Start of DATA TO EXAMINE

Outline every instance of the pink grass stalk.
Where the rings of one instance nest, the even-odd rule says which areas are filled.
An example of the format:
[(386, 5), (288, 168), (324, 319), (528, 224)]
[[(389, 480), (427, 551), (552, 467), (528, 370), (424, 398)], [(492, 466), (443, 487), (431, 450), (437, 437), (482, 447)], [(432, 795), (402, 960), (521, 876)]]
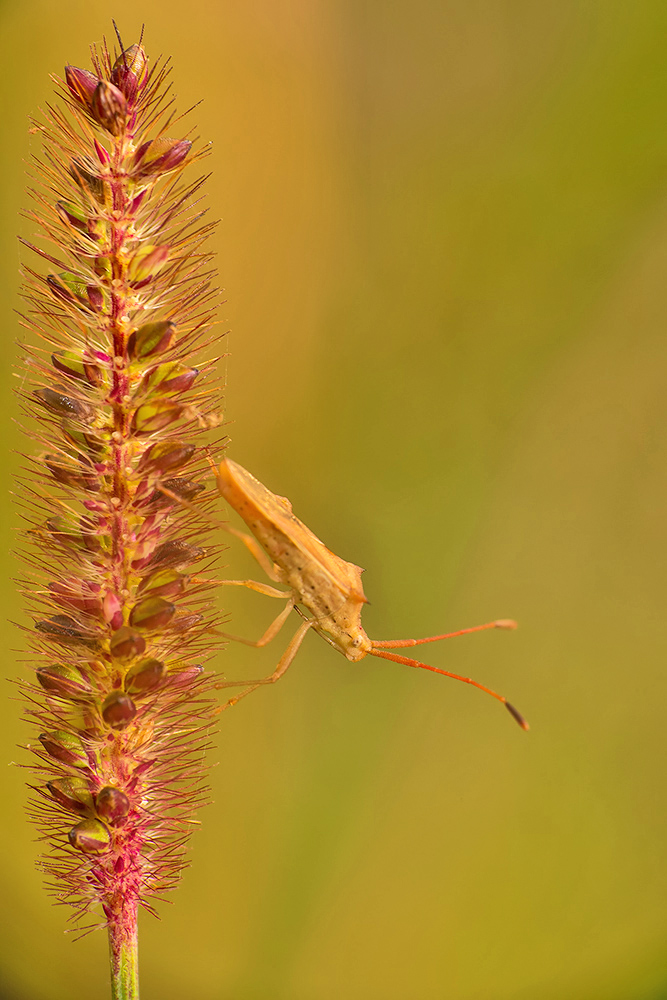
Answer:
[(181, 134), (168, 75), (141, 45), (104, 43), (56, 80), (33, 123), (26, 244), (33, 812), (56, 899), (91, 914), (83, 929), (101, 911), (115, 998), (138, 996), (139, 907), (183, 868), (215, 711), (212, 553), (177, 498), (203, 489), (220, 422), (217, 291), (203, 178), (183, 173), (205, 150)]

End of DATA TO EXAMINE

TASK DETAILS: All of the records need to be reproduced exactly, with each picture omitted.

SOLVED PROBLEM:
Outline every instance of the pink grass stalk.
Where the rings of one instance nest, the even-odd rule says which areas are filled.
An example of the format:
[(386, 5), (288, 168), (324, 319), (528, 224)]
[[(389, 480), (427, 551), (552, 467), (528, 370), (424, 398)], [(492, 466), (443, 487), (431, 450), (437, 437), (482, 447)], [(432, 795), (402, 960), (521, 876)]]
Answer:
[(181, 134), (168, 75), (141, 45), (104, 43), (56, 80), (33, 123), (26, 244), (33, 812), (56, 899), (91, 914), (83, 929), (101, 911), (115, 998), (138, 996), (139, 907), (183, 868), (215, 711), (212, 553), (177, 498), (203, 489), (220, 422), (217, 291), (203, 178), (183, 173), (205, 150)]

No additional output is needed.